╭─ RECORDS TO USE
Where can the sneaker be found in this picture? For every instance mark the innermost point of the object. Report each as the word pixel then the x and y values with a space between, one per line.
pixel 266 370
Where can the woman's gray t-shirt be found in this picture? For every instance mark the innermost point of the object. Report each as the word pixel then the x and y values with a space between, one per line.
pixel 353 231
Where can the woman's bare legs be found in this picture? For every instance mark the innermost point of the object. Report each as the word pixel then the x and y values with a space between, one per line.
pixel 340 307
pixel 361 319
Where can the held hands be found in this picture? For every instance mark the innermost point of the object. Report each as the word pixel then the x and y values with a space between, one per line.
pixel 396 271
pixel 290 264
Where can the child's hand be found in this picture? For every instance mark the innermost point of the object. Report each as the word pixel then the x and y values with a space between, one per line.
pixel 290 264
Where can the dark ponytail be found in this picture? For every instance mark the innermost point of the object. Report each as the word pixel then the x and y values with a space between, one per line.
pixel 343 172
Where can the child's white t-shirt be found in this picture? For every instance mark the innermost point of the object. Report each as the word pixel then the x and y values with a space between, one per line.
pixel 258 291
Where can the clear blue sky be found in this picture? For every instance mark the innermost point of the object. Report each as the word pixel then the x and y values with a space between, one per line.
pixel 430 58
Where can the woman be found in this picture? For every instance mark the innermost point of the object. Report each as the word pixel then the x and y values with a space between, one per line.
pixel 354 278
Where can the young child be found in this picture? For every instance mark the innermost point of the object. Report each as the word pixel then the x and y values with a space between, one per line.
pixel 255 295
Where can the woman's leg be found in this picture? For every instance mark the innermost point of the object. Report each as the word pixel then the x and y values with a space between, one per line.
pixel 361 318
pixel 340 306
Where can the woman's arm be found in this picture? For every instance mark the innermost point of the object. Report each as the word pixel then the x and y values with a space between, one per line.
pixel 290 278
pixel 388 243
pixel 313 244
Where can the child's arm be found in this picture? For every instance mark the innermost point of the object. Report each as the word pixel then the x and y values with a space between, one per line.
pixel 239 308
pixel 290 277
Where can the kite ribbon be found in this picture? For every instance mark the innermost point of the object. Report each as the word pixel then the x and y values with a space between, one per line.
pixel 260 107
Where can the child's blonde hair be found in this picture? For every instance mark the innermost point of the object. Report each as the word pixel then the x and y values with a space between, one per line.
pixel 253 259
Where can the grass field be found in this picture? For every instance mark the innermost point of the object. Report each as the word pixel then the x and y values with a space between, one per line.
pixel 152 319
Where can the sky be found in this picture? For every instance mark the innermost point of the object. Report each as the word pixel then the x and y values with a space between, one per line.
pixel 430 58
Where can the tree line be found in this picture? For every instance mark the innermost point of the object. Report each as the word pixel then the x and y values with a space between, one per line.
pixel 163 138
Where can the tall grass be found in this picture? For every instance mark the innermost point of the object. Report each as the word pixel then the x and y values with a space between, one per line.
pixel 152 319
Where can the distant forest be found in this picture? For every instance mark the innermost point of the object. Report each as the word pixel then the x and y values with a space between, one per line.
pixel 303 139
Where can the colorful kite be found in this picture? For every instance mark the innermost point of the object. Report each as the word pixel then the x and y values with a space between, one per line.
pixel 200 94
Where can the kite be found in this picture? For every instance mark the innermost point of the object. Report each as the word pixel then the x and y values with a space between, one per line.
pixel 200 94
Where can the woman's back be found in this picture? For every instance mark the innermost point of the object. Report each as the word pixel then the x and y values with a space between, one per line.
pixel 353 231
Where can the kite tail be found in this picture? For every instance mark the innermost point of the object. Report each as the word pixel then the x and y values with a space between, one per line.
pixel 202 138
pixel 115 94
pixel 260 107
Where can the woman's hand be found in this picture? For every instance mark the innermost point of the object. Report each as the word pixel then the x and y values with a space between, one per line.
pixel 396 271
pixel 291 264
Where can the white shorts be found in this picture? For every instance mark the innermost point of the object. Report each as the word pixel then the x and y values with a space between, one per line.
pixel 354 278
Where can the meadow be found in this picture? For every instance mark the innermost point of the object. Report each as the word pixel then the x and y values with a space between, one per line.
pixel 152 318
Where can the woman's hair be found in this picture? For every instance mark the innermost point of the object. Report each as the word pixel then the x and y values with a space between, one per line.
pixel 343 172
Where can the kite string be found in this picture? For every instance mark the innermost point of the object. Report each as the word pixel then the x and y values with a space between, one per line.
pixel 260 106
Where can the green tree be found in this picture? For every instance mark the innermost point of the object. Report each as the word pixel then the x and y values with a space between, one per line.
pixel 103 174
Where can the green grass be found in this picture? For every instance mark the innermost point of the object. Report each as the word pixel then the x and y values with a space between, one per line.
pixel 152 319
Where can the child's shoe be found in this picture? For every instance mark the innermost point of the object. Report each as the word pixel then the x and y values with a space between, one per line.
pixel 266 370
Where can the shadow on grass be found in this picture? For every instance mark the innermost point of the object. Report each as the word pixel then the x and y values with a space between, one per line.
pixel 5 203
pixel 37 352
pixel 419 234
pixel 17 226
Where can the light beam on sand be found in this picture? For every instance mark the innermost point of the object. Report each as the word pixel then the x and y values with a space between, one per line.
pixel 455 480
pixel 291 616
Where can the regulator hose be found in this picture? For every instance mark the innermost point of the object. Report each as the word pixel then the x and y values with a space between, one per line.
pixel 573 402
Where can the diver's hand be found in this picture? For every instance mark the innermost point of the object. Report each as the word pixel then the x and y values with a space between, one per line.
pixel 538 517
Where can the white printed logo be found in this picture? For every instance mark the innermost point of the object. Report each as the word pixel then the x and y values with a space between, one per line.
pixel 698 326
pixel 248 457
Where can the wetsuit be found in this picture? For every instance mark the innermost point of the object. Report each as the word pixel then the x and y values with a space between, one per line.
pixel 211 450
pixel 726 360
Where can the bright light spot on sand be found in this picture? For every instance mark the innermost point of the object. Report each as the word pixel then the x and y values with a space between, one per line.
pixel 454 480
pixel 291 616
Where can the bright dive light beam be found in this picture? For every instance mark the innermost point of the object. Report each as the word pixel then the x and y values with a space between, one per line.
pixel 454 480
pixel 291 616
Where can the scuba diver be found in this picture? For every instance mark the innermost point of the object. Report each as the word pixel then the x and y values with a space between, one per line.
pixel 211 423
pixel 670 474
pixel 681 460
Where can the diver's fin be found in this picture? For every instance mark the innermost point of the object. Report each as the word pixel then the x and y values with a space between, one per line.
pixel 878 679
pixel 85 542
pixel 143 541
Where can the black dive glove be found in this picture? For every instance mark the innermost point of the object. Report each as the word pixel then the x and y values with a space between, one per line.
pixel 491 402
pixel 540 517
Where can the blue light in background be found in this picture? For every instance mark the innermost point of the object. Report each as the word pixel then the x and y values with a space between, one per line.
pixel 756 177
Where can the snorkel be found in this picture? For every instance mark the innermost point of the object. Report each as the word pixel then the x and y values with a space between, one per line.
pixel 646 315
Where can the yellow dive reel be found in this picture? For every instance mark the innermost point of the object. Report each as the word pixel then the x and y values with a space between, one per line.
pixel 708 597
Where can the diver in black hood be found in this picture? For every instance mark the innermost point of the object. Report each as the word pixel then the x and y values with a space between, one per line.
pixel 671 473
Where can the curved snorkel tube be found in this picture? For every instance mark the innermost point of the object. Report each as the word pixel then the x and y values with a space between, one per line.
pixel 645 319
╰─
● **WRITTEN TASK**
Render every row above as a two-column CSV with the headers text and answer, one line per row. Put the row's text and its answer each in a single quoted field, with any line breaks replaced by spaces.

● **RESPONSE TO THE TASK**
text,answer
"Where can the sneaker be found in this picture? For every instance mark the innermost point of the object. Report each as the word pixel then the x and y values with a space between, one per line.","pixel 266 370"
"Where can the woman's gray t-shirt be found in this picture? For every instance mark the innermost point of the object. Report each as the word pixel then the x and y values with a space between, one per line.","pixel 353 231"
"Where can the woman's bare legs be found in this picture? For every instance mark the innermost point of the object. Report each as the word pixel then the x and y values with a space between, one per line.","pixel 340 307 pixel 361 319"
"Where can the held hands be found in this picture? For every instance mark the innermost point of the object. Report each as the word pixel then the x and y values with a space between, one per line.","pixel 396 271 pixel 290 264"
"Where can the child's hand be found in this picture? For every instance mark the innermost point of the object. Report each as the word pixel then the x and y values with a space between, one per line.","pixel 290 264"
"Where can the dark ponytail be found in this picture? For every instance mark the innermost point of the object. Report each as the word pixel then the x and y values with a space between, one per line.","pixel 343 172"
"Where can the child's white t-shirt be found in this picture? For every instance mark the innermost point of the object. Report each as the word pixel then the x and y values with a space between, one per line.","pixel 258 291"
"Where can the clear blue sky be found in this picture? For every instance mark the innermost point of the object. Report each as the word pixel then the x and y values with a space between, one per line.","pixel 430 58"
"Where can the woman be found in this picture? For every instance mark the innermost point of the object. Report each as the word pixel then the x and y values with a space between, one per line.","pixel 354 278"
"Where can the young child be found in this picture? For every instance mark the innermost point of the object. Report each as the word pixel then the x and y values with a space between, one per line.","pixel 255 295"
"Where can the woman's leg be found in this picture? For every instance mark the innermost point of the object. Report each as the word pixel then the x and y values with a space between, one per line.","pixel 361 318 pixel 340 306"
"Where can the woman's arm be found in this picture? For every instance mark the innermost point of the object. Report each as the word pixel then the x and y values with a space between, one per line.","pixel 290 278 pixel 388 243 pixel 313 244"
"Where can the child's arm be found in this picture? For every instance mark the innermost point of the object. Report each as the word pixel then the x and y values with a space between, one per line.","pixel 239 308 pixel 290 277"
"Where can the kite ribbon be found in this picture? For every instance mark the innermost point of the object. Report each as the word pixel then the x and y values with a space between, one per line.","pixel 260 107"
"Where can the child's blonde hair be found in this picture? For every instance mark the innermost point of the object. Report each as the word pixel then the x and y values with a space between, one per line.","pixel 253 259"
"Where can the grass field be found in this picture? For every instance mark the innermost point of the object. Report each as the word pixel then the x and y values with a space between, one per line.","pixel 152 319"
"Where can the sky be found in this picture? For every instance mark the innermost point of the object. Report each as the word pixel then the x and y values with a space between, one per line.","pixel 430 58"
"Where can the tree line be found in this picture? For every instance mark the innermost point of the object. Report each as the word pixel then the x and y values with a space between, one per line.","pixel 163 138"
"Where can the tall grass be found in this picture? For every instance mark the innermost point of the object. Report each as the word pixel then the x and y values with a space between, one per line.","pixel 152 319"
"Where can the distant forest be found in this picture? For every instance mark the innermost point of the object. Report each as the word pixel then the x and y values with a space between, one per line.","pixel 303 139"
"Where can the colorful kite be found in this picture? For every instance mark the innermost point of the object. Report each as the word pixel then the x and y values with a space between, one per line.","pixel 200 94"
"Where can the kite be found in this picture? For every instance mark the innermost point of the object. Report each as the word pixel then the x and y values with a space between, one per line.","pixel 200 94"
"Where can the woman's back be found in this picture? For every instance mark the innermost point of the object. Report each as the word pixel then the x and y values with a space between, one per line.","pixel 353 231"
"Where can the kite tail be found in this picture? For every instance mark the innermost point of the object. Report each as the word pixel then the x and y values with a space between, one per line.","pixel 202 138 pixel 115 94 pixel 260 107"
"Where can the woman's hand be found in this picture? For every instance mark the innermost point of the object. Report each as the word pixel then the x and y values with a space between, one per line.","pixel 396 271 pixel 291 264"
"Where can the white shorts be found in this picture? For every instance mark the innermost point of the object. Report each as the word pixel then the x and y values with a space between, one per line.","pixel 354 278"
"Where can the meadow be found in this picture? For every instance mark the innermost point of the object. Report each as the word pixel then the x and y values with a space between, one per line.","pixel 152 318"
"Where can the woman's hair be found in this picture? For every instance mark the innermost point of the object. Report each as the word pixel then the x and y values with a space between, one per line.","pixel 343 172"
"Where can the kite string be found in this picture? For every instance mark the innermost point of the object. Report each as the word pixel then the x and y values with a space between, one per line.","pixel 260 106"
"Where can the green tree be found in this picture? For every instance mark the innermost point of the object. Report each as the word pixel then the x and y values with a space between, one per line.","pixel 103 174"
"Where can the green grass be found in this picture? For every instance mark the innermost point of the object. Report each as the word pixel then the x and y values with a space between, one per line.","pixel 152 319"
"Where can the child's shoe be found in this picture? For every instance mark the innermost point of the object. Report each as the word pixel then the x and y values with a space between, one per line.","pixel 266 370"
"Where can the shadow on grass be found in this picture? For every instance mark the innermost point of the object. Report each as the word pixel then the x and y values with a space between, one per line.","pixel 5 203 pixel 37 352 pixel 419 234 pixel 17 226"
"Where can the light beam on sand be found in this picture? For every instance mark the innermost point of the object. Report each as the word pixel then the x and y values with a space between, one per line.","pixel 455 480 pixel 291 616"
"Where can the regulator hose be found in this picture? For every instance mark the innermost point of the object. Report each as the word pixel then the x and y values with a space between, one per line.","pixel 573 402"
"Where can the diver's hand be found in this picture? For every instance mark the innermost point of the object. Report each as the word pixel then the x and y values with a space between, one per line.","pixel 538 517"
"Where can the white printed logo be found in this picture? For every instance mark the innermost point of the object. Report each as the word pixel then the x and y values with a space between, one per line.","pixel 698 326 pixel 248 457"
"Where can the wetsuit be found in this picture? For every instance mark the innermost point of the object. Report each as the word pixel then the x and y values with a space between, one per line.","pixel 211 450 pixel 726 360"
"Where can the bright light spot on sand be found in this picture? For every instance mark the innermost point of the object. Report each as the word pixel then the x and y values with a space between, one per line.","pixel 454 480 pixel 291 616"
"Where can the bright dive light beam be found in this picture? For every instance mark the innermost point of the object. Report each as the word pixel then the x and y values with a space between, one per line.","pixel 454 480 pixel 291 616"
"Where can the scuba diver be found in this picture? For every instance mark the innermost point of the object. Report each as the word pixel then the x and y values with a space between, one per line.","pixel 211 423 pixel 670 474 pixel 681 460"
"Where can the diver's fin be found in this picture? For every instance mark the innermost point of the object. Report each as the word pixel then the x and y values with a space between, one per line.","pixel 878 679 pixel 85 542 pixel 143 541"
"Where can the black dive glove be found in this picture? For every instance mark the innermost point of the object. Report each as the word pixel then the x and y values with a space between, one per line.","pixel 491 402 pixel 540 517"
"Where can the blue light in background be found in this picture? For every instance mark the innermost point of the object. Report each as the word pixel then the x and y values with a space between, one per line.","pixel 756 177"
"Where can the snorkel be found in this picture? For every instance mark the innermost point of the object. Report each as the word pixel then the x and y values with a space between, one per line.","pixel 646 315"
"Where can the yellow dive reel be found in this picture? For every instance mark the innermost point of the object. Report each as the word pixel then the x and y values with a space between, one per line.","pixel 708 597"
"Where can the diver in black hood be found in this picture? For every instance mark the innermost point of the object. Report each as the word pixel then the x and y values with a space between, one per line.","pixel 671 473"
"Where can the curved snorkel tube be found in this picture? For every instance mark the innermost point of the object. Report each as the word pixel then the x and y values with a space between, one per line.","pixel 645 319"